Excerpt to read
**********

Univariate and multivariate logistic regression analyses were used to examine the relationship between fibrinogen and the incidence of septic shock. The odds ratio (OR) and its corresponding 95% confidence interval (CI) were calculated. Three models were established: Model 1 included fibrinogen without adjustment for covariates; Model 2 added patient characteristic variables including age, heart failure, and liver disease; and Model 3, which extends Model 2, incorporates variables selected according to their significance using the Boruta algorithm, including HR, RR, SpO2, SBP, DBP, MBP, PT, APTT, INR, BUN, creatinine, sodium, potassium, hemoglobin, hematocrit, PLT, RBC, RDW, WBC, lactate, total bilirubin, ALT, and AST (Figure 2).
FIGURE 2Application of machine learning in feature selection. (a) Assessment of variable importance using the Boruta algorithm. (b) Assessment of variable importance using Shapley Additive Explanations (SHAP) computed by the random forest model.(a)(b)
Four‐knot restricted cubic spline (RCS) curves were utilized to examine the nonlinear relationship between fibrinogen and the incidence of septic shock. Subsequently, the predictive accuracy of fibrinogen for septic shock was assessed using receiver operating characteristic (ROC) curves and the area under the ROC curve (AUC). Bootstrap for internal validation and calibration curve plots were constructed to quantify calibration accuracy. Additionally, subgroup analyses were conducted to evaluate interactions and verify fibrinogen’s influence on septic shock incidence within each subgroup.
2.6. Sensitivity Analysis
To evaluate the robustness of our findings, sensitivity analyses were conducted. Given that comorbidities such as chronic pulmonary disease and renal disease are associated with heightened susceptibility to septic shock, the analysis focused specifically on patients without these conditions.

**********

Source data
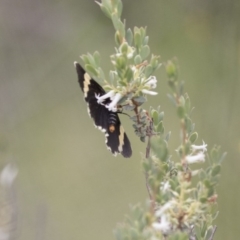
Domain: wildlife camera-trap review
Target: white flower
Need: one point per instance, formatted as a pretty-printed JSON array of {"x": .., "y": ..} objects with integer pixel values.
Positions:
[
  {"x": 199, "y": 157},
  {"x": 164, "y": 225},
  {"x": 109, "y": 94},
  {"x": 149, "y": 92},
  {"x": 8, "y": 175},
  {"x": 165, "y": 186},
  {"x": 202, "y": 147},
  {"x": 164, "y": 208},
  {"x": 151, "y": 82},
  {"x": 112, "y": 106}
]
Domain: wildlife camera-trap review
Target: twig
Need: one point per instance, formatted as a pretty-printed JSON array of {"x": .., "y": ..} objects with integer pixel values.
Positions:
[{"x": 213, "y": 232}]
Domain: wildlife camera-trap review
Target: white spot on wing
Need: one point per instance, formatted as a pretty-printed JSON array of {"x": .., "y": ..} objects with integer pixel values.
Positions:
[
  {"x": 121, "y": 139},
  {"x": 86, "y": 84}
]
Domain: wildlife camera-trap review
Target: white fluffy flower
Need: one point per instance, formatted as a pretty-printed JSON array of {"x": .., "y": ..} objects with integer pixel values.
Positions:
[
  {"x": 145, "y": 91},
  {"x": 164, "y": 225},
  {"x": 113, "y": 105},
  {"x": 8, "y": 175},
  {"x": 202, "y": 147},
  {"x": 109, "y": 94},
  {"x": 165, "y": 186},
  {"x": 199, "y": 157},
  {"x": 151, "y": 82}
]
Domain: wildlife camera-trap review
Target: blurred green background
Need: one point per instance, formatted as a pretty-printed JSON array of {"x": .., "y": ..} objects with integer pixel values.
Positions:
[{"x": 69, "y": 186}]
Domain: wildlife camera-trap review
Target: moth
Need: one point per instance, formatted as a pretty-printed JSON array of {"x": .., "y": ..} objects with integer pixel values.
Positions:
[{"x": 105, "y": 120}]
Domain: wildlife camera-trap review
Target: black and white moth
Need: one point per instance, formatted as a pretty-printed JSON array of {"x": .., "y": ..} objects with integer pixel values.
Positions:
[{"x": 104, "y": 119}]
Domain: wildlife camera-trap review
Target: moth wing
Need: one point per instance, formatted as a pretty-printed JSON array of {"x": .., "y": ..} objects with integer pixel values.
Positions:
[{"x": 117, "y": 140}]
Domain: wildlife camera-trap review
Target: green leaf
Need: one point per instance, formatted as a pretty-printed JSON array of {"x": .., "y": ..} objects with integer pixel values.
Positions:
[
  {"x": 148, "y": 71},
  {"x": 105, "y": 10},
  {"x": 216, "y": 170},
  {"x": 171, "y": 69},
  {"x": 119, "y": 8},
  {"x": 154, "y": 114},
  {"x": 144, "y": 52},
  {"x": 129, "y": 74},
  {"x": 168, "y": 136},
  {"x": 137, "y": 40},
  {"x": 124, "y": 48},
  {"x": 172, "y": 99},
  {"x": 85, "y": 59},
  {"x": 222, "y": 157},
  {"x": 193, "y": 137},
  {"x": 137, "y": 59},
  {"x": 91, "y": 70},
  {"x": 180, "y": 112},
  {"x": 120, "y": 63},
  {"x": 129, "y": 36},
  {"x": 207, "y": 183},
  {"x": 160, "y": 128},
  {"x": 203, "y": 199},
  {"x": 118, "y": 38},
  {"x": 145, "y": 40},
  {"x": 139, "y": 100},
  {"x": 161, "y": 116},
  {"x": 96, "y": 57}
]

**********

How to complete this task
In the methods excerpt, which patients did the sensitivity analysis focus on? Rely only on the methods excerpt, not on the data.

Worked solution
Patients without comorbidities such as chronic pulmonary disease and renal disease.